→ **Location identification lines**:

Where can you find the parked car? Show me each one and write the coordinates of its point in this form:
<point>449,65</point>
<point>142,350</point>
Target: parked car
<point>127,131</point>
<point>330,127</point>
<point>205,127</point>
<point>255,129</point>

→ **EXERCISE**:
Rewrite these lines, putting "parked vehicle" everywhere "parked car" appears and keeping everything else the same.

→ **TASK RESULT**:
Where can you find the parked vehicle? Show me each one and write the coordinates of its point in this form:
<point>449,65</point>
<point>142,350</point>
Target: parked vehicle
<point>127,131</point>
<point>330,127</point>
<point>205,127</point>
<point>255,129</point>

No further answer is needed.